→ TASK
All of the lines below need to be copied exactly, apart from the pictures.

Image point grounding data
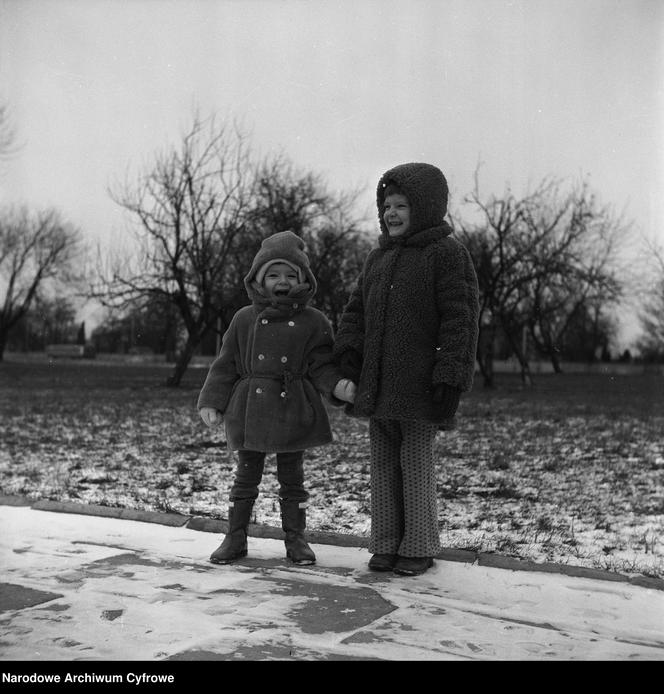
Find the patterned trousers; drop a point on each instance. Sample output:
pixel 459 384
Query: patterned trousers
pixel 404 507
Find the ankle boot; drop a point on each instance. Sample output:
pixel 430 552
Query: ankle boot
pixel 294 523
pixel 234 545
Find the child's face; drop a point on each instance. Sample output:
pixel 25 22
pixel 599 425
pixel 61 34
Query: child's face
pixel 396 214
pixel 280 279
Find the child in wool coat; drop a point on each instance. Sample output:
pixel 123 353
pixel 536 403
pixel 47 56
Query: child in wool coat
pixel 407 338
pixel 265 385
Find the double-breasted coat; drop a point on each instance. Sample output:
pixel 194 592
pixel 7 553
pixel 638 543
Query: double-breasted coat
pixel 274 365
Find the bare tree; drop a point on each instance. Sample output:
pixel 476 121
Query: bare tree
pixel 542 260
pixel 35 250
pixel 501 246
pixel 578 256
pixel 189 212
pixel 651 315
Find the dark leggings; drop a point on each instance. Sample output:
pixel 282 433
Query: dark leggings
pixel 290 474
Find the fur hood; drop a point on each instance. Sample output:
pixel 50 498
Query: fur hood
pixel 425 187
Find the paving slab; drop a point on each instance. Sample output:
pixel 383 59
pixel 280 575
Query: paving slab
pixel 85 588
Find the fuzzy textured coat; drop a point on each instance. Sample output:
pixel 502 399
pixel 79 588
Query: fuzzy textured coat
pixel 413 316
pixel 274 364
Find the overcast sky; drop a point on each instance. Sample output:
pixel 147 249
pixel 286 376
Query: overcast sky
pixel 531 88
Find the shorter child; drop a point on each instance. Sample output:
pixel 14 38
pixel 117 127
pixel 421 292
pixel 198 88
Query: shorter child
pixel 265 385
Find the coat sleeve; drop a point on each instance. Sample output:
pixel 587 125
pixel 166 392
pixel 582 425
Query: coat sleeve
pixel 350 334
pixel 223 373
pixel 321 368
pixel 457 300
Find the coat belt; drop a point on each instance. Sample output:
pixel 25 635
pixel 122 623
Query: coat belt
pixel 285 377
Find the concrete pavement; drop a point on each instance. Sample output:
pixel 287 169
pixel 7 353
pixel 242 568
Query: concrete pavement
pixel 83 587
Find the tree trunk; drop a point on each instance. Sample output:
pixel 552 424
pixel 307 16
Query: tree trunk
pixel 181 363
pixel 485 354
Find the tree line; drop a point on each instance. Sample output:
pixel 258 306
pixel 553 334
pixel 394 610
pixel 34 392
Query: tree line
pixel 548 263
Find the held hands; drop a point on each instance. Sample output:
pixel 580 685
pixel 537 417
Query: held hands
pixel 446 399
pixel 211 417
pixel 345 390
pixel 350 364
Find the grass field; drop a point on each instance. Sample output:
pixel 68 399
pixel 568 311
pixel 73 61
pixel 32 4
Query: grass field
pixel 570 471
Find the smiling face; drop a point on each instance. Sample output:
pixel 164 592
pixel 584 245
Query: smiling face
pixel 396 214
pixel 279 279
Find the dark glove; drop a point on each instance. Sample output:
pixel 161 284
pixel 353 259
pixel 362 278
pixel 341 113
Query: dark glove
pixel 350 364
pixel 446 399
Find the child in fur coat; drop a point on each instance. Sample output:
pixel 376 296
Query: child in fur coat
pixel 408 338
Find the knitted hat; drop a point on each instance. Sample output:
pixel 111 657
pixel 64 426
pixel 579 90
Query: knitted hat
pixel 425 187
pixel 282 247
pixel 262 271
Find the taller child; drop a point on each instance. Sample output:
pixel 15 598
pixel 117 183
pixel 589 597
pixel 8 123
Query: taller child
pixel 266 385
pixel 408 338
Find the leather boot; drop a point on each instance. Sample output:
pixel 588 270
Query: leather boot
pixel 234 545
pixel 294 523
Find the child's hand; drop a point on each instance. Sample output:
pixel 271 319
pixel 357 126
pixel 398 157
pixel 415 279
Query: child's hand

→ ANSWER TO THE PROBLEM
Find the patterned trousers; drop a point on each instance. Sample output:
pixel 459 384
Query: patterned trousers
pixel 404 507
Find the ankle boot; drop a point on each instance. Sample output:
pixel 430 552
Query: ankle boot
pixel 294 523
pixel 234 545
Find the child's face; drop a point on each instance. Sample output:
pixel 25 22
pixel 599 425
pixel 61 34
Query: child's face
pixel 396 214
pixel 280 279
Find the child in wool coat; drop a point on each instance. Sample output:
pixel 123 353
pixel 536 403
pixel 47 56
Query: child in wool coat
pixel 407 338
pixel 265 385
Find the double-breasted coat; drop a point on each instance. Sample output:
pixel 194 592
pixel 7 553
pixel 638 543
Query: double-breasted coat
pixel 274 365
Find the bare tree; drop a point on each instance. Sample output:
pixel 476 121
Query: bare tree
pixel 542 260
pixel 35 250
pixel 501 246
pixel 578 256
pixel 189 212
pixel 651 315
Find the dark leggings; drop a point on each instance. Sample output:
pixel 282 433
Query: dark leggings
pixel 290 474
Find the fur hood; drop a point on each instance. Sample output:
pixel 50 498
Query: fur hood
pixel 425 187
Find the paving slab; drop a point on each instance. Sample output:
pixel 383 59
pixel 280 575
Query: paving slab
pixel 85 588
Find the fuzzy textured coat; drop a point on each instance. Sample output:
pixel 502 399
pixel 79 588
Query: fuzzy textured coat
pixel 413 316
pixel 274 364
Find the overcast sky; drop a point on each instance. Sample output:
pixel 147 249
pixel 286 376
Query: overcast sky
pixel 531 88
Find the shorter child; drop a point on each instance. Sample output:
pixel 14 38
pixel 117 127
pixel 421 292
pixel 198 88
Query: shorter child
pixel 265 385
Find the coat sleeve; drop a point on each instance. Sample output:
pixel 587 125
pixel 166 392
pixel 582 425
Query: coat sleeve
pixel 350 334
pixel 223 373
pixel 321 368
pixel 457 300
Find the coat belt; drop a point on each instance. Sample output:
pixel 25 635
pixel 122 623
Query: coat belt
pixel 285 377
Find the concrete pavement; drop a point on each instance. Sample output:
pixel 287 169
pixel 7 353
pixel 242 568
Query: concrete pavement
pixel 83 587
Find the tree trunk; drop a point on each instance. Sample output:
pixel 552 424
pixel 307 16
Query: tree trunk
pixel 181 363
pixel 485 354
Find the tree line; drop a point on each instance. Sample output:
pixel 258 306
pixel 553 334
pixel 394 610
pixel 34 392
Query: tree line
pixel 548 263
Find the held hands; drop a point on each instance. Sample output:
pixel 580 685
pixel 537 417
Query: held hands
pixel 446 399
pixel 211 417
pixel 345 390
pixel 350 364
Find the grass field; drop a point on each instance. Sample output:
pixel 68 399
pixel 568 311
pixel 73 61
pixel 32 4
Query: grass field
pixel 570 471
Find the smiling face; drop a point on each instance. Sample output:
pixel 164 592
pixel 584 245
Query: smiling face
pixel 396 214
pixel 279 279
Find the dark glove; drop a point on each instance. Sample output:
pixel 161 284
pixel 353 259
pixel 362 278
pixel 341 113
Query: dark glove
pixel 350 364
pixel 446 399
Find the child in fur coat; drop a point on each instance. Sample output:
pixel 376 296
Query: child in fur coat
pixel 408 338
Find the knitted hat; drop a point on each instance. Sample output:
pixel 111 657
pixel 64 426
pixel 579 90
Query: knitted hat
pixel 425 187
pixel 282 247
pixel 262 271
Find the taller child; drop a point on each instance. Sample output:
pixel 15 598
pixel 117 183
pixel 589 597
pixel 8 123
Query: taller child
pixel 266 385
pixel 408 338
Find the leather boot; drop a point on each instance. Sample output:
pixel 588 270
Query: leather boot
pixel 234 545
pixel 294 523
Find the child's hand; drop a point on each instance. Sample output:
pixel 271 319
pixel 357 126
pixel 398 157
pixel 415 279
Query: child's hand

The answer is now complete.